### Task
Would you restate, exactly as they appear, the lines from the one containing "Identify the position of each instance of the parked" through the end of the data below?

Rows from a dataset
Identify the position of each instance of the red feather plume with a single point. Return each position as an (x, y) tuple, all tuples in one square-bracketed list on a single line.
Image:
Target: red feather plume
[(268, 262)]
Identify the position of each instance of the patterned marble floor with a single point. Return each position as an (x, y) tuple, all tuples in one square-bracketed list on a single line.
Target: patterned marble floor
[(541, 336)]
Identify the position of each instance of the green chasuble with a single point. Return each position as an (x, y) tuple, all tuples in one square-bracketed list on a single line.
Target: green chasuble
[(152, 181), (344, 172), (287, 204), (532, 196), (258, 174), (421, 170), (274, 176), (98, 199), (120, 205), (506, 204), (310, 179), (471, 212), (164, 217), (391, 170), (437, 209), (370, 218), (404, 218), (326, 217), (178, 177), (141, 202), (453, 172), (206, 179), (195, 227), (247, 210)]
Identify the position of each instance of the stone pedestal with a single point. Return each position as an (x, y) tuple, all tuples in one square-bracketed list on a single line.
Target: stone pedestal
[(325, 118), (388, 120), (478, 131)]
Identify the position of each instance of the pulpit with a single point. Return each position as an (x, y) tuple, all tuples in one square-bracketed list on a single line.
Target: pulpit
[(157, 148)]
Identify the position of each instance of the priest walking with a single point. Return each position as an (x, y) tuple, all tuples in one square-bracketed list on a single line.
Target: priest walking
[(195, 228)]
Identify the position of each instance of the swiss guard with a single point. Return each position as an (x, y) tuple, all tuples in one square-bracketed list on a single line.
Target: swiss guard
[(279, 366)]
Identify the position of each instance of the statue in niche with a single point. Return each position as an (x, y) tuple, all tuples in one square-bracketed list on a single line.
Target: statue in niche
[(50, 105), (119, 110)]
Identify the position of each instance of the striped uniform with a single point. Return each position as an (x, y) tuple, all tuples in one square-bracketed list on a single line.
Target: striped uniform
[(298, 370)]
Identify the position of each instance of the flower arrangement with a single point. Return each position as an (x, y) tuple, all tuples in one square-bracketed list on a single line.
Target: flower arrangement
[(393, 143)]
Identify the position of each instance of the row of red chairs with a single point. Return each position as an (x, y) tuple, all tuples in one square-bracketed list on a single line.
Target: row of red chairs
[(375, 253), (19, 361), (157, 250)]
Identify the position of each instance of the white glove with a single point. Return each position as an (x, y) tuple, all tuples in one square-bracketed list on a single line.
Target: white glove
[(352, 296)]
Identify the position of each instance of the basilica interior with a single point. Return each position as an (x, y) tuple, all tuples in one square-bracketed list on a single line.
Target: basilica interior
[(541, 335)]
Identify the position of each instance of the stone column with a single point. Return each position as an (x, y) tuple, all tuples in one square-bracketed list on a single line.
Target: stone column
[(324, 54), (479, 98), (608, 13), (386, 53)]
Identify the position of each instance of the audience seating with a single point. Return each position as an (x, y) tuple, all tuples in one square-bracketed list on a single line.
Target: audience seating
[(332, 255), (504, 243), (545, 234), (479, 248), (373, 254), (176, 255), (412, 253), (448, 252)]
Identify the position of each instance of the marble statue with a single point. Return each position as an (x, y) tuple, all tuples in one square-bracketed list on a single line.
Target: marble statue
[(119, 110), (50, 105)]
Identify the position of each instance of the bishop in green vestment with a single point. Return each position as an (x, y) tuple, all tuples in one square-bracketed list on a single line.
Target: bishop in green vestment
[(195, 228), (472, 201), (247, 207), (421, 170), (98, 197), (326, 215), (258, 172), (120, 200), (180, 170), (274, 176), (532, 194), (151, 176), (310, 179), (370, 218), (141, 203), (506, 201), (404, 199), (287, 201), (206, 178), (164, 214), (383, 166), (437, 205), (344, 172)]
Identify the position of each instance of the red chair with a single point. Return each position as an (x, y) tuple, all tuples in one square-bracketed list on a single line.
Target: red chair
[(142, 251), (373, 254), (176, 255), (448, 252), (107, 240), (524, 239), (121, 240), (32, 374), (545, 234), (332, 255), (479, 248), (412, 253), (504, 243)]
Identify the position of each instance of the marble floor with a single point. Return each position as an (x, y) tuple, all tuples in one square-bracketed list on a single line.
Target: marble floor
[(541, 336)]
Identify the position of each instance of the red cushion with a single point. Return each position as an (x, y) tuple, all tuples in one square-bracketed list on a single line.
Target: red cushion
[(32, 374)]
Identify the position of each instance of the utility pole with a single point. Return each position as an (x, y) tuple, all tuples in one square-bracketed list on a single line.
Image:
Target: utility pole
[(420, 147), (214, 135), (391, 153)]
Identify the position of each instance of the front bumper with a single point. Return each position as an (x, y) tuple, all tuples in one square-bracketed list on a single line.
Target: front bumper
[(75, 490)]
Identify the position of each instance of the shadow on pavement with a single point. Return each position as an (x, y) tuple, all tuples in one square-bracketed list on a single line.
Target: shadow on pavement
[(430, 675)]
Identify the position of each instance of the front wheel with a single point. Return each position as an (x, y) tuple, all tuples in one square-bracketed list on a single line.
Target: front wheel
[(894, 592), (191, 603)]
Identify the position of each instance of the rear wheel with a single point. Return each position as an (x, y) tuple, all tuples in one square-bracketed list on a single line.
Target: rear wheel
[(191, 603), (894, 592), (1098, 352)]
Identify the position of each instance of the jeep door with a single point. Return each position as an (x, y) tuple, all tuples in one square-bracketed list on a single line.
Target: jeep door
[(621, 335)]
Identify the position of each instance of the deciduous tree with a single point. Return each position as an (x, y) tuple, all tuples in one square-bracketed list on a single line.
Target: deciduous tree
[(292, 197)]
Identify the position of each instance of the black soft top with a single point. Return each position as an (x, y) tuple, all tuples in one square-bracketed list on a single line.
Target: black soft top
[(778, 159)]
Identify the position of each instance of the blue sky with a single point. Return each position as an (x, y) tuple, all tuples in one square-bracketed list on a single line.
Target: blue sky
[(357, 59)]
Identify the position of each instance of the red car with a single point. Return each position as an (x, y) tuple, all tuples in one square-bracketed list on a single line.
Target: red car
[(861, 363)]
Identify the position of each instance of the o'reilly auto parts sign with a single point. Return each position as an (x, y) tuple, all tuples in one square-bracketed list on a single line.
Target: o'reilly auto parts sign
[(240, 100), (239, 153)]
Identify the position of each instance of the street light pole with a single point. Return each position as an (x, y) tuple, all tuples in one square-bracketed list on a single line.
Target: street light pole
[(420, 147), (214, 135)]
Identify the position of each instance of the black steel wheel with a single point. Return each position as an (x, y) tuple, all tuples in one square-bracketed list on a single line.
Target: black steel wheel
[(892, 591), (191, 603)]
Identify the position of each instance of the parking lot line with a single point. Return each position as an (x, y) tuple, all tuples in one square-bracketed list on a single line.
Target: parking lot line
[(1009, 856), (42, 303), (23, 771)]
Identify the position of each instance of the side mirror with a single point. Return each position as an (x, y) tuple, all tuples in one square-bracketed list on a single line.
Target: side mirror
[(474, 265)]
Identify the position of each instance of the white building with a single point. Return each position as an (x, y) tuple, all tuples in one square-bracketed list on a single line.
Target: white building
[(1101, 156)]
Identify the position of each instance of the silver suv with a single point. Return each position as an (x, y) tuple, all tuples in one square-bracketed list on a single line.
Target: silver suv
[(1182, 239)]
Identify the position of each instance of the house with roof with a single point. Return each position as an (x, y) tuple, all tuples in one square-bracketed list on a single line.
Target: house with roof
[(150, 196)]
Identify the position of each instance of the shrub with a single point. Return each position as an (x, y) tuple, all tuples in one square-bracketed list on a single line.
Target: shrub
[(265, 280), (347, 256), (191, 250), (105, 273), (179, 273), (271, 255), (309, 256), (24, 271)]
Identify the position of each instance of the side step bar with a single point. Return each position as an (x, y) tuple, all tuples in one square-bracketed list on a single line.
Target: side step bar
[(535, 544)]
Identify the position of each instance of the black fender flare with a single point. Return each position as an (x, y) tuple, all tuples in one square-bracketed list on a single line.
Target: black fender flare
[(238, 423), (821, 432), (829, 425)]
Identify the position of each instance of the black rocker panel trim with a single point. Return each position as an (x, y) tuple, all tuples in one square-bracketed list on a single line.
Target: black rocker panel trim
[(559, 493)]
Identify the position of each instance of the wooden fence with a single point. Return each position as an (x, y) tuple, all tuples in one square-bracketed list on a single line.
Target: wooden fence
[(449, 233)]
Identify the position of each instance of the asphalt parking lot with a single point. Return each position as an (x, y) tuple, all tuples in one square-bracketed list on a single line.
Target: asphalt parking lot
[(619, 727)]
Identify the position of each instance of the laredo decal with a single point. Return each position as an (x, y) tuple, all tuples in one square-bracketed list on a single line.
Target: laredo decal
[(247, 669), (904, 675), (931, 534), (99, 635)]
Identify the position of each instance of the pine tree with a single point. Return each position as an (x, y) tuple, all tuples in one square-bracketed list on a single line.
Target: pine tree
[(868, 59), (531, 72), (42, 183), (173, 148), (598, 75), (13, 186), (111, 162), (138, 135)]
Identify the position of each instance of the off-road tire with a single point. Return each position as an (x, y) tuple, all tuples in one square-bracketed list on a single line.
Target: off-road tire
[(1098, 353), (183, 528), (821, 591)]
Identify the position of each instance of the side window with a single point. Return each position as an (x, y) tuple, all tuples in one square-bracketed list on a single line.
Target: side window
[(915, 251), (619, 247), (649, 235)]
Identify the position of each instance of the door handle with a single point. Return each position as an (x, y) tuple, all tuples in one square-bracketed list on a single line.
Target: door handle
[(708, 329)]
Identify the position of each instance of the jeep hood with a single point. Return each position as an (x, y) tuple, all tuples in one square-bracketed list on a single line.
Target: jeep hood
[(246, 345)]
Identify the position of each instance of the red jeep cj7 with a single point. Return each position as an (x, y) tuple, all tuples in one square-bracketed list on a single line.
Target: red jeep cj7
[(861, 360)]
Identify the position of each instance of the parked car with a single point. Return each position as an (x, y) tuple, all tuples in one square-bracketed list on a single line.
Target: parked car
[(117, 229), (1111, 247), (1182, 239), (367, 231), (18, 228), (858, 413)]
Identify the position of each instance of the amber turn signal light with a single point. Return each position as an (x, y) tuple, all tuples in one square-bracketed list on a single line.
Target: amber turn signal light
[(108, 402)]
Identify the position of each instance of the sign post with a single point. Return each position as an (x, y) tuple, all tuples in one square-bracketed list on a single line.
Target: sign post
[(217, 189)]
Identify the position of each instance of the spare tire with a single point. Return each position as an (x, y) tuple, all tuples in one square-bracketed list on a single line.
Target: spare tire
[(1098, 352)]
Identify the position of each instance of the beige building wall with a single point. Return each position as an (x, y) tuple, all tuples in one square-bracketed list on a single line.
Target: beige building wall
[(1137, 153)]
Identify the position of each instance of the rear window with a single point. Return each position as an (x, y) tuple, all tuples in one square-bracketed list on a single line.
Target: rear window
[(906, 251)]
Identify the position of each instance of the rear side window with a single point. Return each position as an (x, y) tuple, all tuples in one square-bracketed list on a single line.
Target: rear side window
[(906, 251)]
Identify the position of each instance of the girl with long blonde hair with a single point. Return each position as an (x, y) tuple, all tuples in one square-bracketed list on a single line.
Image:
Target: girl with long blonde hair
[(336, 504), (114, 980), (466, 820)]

### Task output
Identify the position of each instance of the parked car with a single point. Return each position as an (x, y) tuple, all tuples in one square-bracketed list on a single line.
Target: parked car
[(117, 229), (1111, 247), (1182, 239), (367, 231), (18, 228), (858, 413)]
Identify the position of each instance of the amber turn signal light with a single point. Return each position as an (x, y) tuple, all tuples in one square-bracketed list on a single line.
Target: amber turn signal light
[(108, 402)]
Identify the position of each instance of the sign post with a single point. Return each position as an (x, y) tuple, all tuples in one square-bracketed list on a single line.
Target: sign post
[(217, 189)]
Identify the position of each instance of the spare tire with a single point. Return each position as an (x, y) tuple, all tuples in one square-bracketed list on a single line.
Target: spare tire
[(1098, 352)]
Identify the position of each instance of the beige building wall with a single point. Return each position as an (x, y) tuple, all tuples in one square-bracketed list on a single line.
Target: beige building wall
[(1137, 153)]
Identify the position of each instance of the rear window with a single point. Return each position as an (x, y) tuple, all tuples in one square-bracketed list on a single line.
Target: rear window
[(906, 251)]
Identify the position of each instance of the rear side window with a single point. Return each position as an (x, y) tuple, all tuples in one square-bracketed list on a single line.
Target: rear side window
[(906, 251)]
Identify the position of each instance of the girl with long blonde hair with a single point. Return each position as an (x, y) tuple, all tuples in one square-bracketed list on a single line.
Image:
Target: girl with long blonde hair
[(336, 504), (114, 980), (466, 820)]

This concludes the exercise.